◆ REQUIRED ACTION A:
Can you transcribe the part of the LLM Mesh text that opens with the words containing "As more and" and closes with "models and providers."?
◆ REQUIRED ACTION B:
How would the LLM Mesh article go on? Write its next part, starting after its final entry.

◆ TEXT SEGMENT:
As more and more organizations experiment with Generative AI and deploy it in production, a crucial question emerges: Can these applications be both safe and scalable in an enterprise context? The answer is yes, via the LLM Mesh — a common backbone for Generative AI applications that promises to reshape how analytics and IT teams securely access Generative AI models and services.
The LLM Mesh enables organizations to efficiently build enterprise-grade applications while addressing concerns related to cost management, compliance, and technological dependencies. It also enables choice and flexibility among the growing number of models and providers.
We’re thrilled to be joined by our LLM Mesh Launch Partners Snowflake, NVIDIA, Pinecone, and AI21 Labs as we address the critical need for an effective, scalable, and secure platform for integrating LLMs in the enterprise. The full list of Dataiku’s LLM Mesh integrations include:
Hosted LLM API Services:
- AI21 Labs
- Azure OpenAI Service
- Google Vertex AI
- AWS Bedrock
Self-Hosted Private LLM:
- Hugging Face (Llama2, Falcon, Dolly 2, MPT, and other fully-private LLMs)

◆ INFORMATION PROVIDED:
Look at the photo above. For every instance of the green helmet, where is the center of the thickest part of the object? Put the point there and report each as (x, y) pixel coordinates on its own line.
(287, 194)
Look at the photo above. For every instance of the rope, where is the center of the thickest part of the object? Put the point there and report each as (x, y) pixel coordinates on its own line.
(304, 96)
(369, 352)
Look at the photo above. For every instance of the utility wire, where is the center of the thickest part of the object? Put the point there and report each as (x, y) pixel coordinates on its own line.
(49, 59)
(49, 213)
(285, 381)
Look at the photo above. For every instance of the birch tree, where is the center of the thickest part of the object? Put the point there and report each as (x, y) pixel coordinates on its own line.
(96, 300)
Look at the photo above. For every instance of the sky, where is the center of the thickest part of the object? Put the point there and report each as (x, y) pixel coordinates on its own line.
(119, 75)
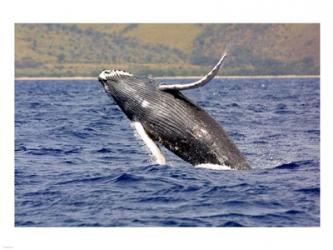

◆ ANSWER SPACE A:
As more and more organizations experiment with Generative AI and deploy it in production, a crucial question emerges: Can these applications be both safe and scalable in an enterprise context? The answer is yes, via the LLM Mesh — a common backbone for Generative AI applications that promises to reshape how analytics and IT teams securely access Generative AI models and services.
The LLM Mesh enables organizations to efficiently build enterprise-grade applications while addressing concerns related to cost management, compliance, and technological dependencies. It also enables choice and flexibility among the growing number of models and providers.

◆ ANSWER SPACE B:
This article summarizes core challenges that the LLM Mesh answers (namely, managing safety, performance, and cost), the main benefits organizations can drive by leveraging it, and how Dataiku enables organizations to build and deploy enterprise-grade Generative AI applications via the LLM Mesh.
Overcome Generative AI Roadblocks With the LLM Mesh
To build Generative AI applications that generate both short-term and sustained value, analytics and IT teams need to surpass several key challenges. The LLM Mesh was designed to address:
Choice and Dependency: Application builders have a growing choice of models from different providers at their disposal. This is a good thing: Different models and providers allow organizations to choose a model and service that best suits the cost, performance, and security needs of a given application. Given the fast-moving landscape, teams will benefit from keeping their choices open versus falling victim to lock in. However, if the application is "hardwired" to the underlying model or service, this makes testing different models difficult in the design phase and creates a dependency that can be difficult and expensive to break once the application is deployed into production.
Cost: Creating and running LLMs is expensive, and providers naturally pass that cost along via API fees. So, failure to properly manage requests, especially for repeated prompts, could result in sizable unforeseen costs and a severe black eye for IT Operations. While data teams will evaluate the performance of LLMs based on accuracy, IT has to focus on latency and SLAs.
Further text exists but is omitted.